→ **Written exercise**:
Return, word for word, only the lines from the one containing "Please put a dot on every instance of the brown" through the last line of the entries.

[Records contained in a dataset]
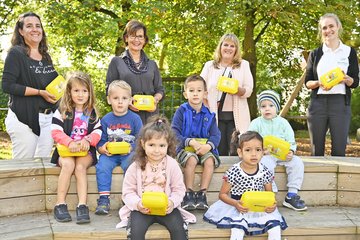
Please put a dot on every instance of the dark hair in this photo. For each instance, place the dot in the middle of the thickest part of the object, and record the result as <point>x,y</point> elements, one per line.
<point>238,140</point>
<point>193,78</point>
<point>18,40</point>
<point>157,126</point>
<point>132,27</point>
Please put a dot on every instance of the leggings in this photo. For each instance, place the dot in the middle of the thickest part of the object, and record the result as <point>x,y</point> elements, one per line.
<point>139,223</point>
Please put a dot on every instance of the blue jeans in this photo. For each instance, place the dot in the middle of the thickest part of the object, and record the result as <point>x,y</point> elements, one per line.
<point>105,167</point>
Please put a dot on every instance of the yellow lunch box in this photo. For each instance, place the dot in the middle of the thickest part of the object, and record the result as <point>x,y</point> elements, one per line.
<point>57,87</point>
<point>65,152</point>
<point>228,85</point>
<point>144,102</point>
<point>277,147</point>
<point>118,147</point>
<point>200,140</point>
<point>156,202</point>
<point>332,77</point>
<point>257,201</point>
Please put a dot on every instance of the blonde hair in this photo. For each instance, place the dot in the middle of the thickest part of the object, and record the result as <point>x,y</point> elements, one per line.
<point>120,84</point>
<point>337,20</point>
<point>66,103</point>
<point>217,54</point>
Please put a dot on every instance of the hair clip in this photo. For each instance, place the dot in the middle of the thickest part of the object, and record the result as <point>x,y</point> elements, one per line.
<point>159,122</point>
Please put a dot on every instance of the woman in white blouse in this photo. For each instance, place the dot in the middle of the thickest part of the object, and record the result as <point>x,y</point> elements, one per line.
<point>330,107</point>
<point>232,110</point>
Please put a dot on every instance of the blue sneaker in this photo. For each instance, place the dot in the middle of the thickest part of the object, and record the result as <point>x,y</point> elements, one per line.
<point>294,203</point>
<point>103,207</point>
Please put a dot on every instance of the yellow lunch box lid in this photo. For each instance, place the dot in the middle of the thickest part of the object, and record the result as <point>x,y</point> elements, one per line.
<point>257,201</point>
<point>144,102</point>
<point>332,77</point>
<point>65,152</point>
<point>156,202</point>
<point>57,87</point>
<point>118,147</point>
<point>228,85</point>
<point>277,147</point>
<point>200,140</point>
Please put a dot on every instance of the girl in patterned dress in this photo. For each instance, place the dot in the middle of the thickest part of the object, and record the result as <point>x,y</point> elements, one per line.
<point>154,170</point>
<point>248,175</point>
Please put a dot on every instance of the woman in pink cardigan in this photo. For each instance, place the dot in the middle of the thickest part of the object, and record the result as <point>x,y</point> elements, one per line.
<point>153,170</point>
<point>232,110</point>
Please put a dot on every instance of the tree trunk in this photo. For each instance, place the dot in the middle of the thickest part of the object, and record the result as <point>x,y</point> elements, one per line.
<point>249,54</point>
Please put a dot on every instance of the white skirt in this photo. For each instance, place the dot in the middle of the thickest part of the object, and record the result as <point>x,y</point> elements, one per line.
<point>253,223</point>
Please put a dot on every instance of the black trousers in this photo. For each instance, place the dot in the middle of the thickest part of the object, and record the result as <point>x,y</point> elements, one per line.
<point>226,128</point>
<point>329,112</point>
<point>139,224</point>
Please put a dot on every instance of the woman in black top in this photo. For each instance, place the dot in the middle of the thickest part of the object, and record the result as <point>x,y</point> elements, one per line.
<point>27,71</point>
<point>330,106</point>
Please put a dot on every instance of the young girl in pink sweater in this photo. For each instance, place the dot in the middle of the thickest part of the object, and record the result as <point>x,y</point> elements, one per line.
<point>154,170</point>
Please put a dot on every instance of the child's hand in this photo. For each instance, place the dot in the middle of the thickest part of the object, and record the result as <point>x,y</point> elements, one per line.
<point>74,146</point>
<point>240,207</point>
<point>289,156</point>
<point>170,207</point>
<point>84,145</point>
<point>142,209</point>
<point>103,149</point>
<point>270,209</point>
<point>203,149</point>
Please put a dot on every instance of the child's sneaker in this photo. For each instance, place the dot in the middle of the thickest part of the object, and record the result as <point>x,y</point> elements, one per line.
<point>201,202</point>
<point>82,214</point>
<point>189,201</point>
<point>294,202</point>
<point>61,213</point>
<point>103,207</point>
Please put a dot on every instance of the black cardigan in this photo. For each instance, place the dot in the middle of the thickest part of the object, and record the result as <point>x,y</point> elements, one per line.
<point>353,71</point>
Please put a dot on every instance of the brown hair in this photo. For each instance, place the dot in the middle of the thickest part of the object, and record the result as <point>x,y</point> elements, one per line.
<point>193,78</point>
<point>157,127</point>
<point>238,140</point>
<point>132,27</point>
<point>18,40</point>
<point>66,103</point>
<point>237,56</point>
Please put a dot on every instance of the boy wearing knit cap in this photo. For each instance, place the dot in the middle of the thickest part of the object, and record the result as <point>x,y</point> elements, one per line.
<point>269,123</point>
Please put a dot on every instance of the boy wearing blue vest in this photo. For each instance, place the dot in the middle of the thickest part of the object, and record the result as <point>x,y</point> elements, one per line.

→ **Complete response**:
Please put a dot on every instance of the brown hair in this photo. For each instance, place the dot in the middle of the thickest part of the object, and record the result as <point>x,y</point> elements, one per line.
<point>193,78</point>
<point>157,127</point>
<point>238,140</point>
<point>132,27</point>
<point>18,40</point>
<point>66,103</point>
<point>237,56</point>
Please put a dot on every instance of the boy wearing knit cap in this photo. For each instance, place the dot in the middle of the thickest part of the object, and record the result as <point>x,y</point> elements, one per line.
<point>269,123</point>
Please put a dot on every instance of the boy wearing blue vest in this photo. For each instance, place the dot in the middle of the thickest part of the object, and record the result as <point>x,y</point> elements, one per line.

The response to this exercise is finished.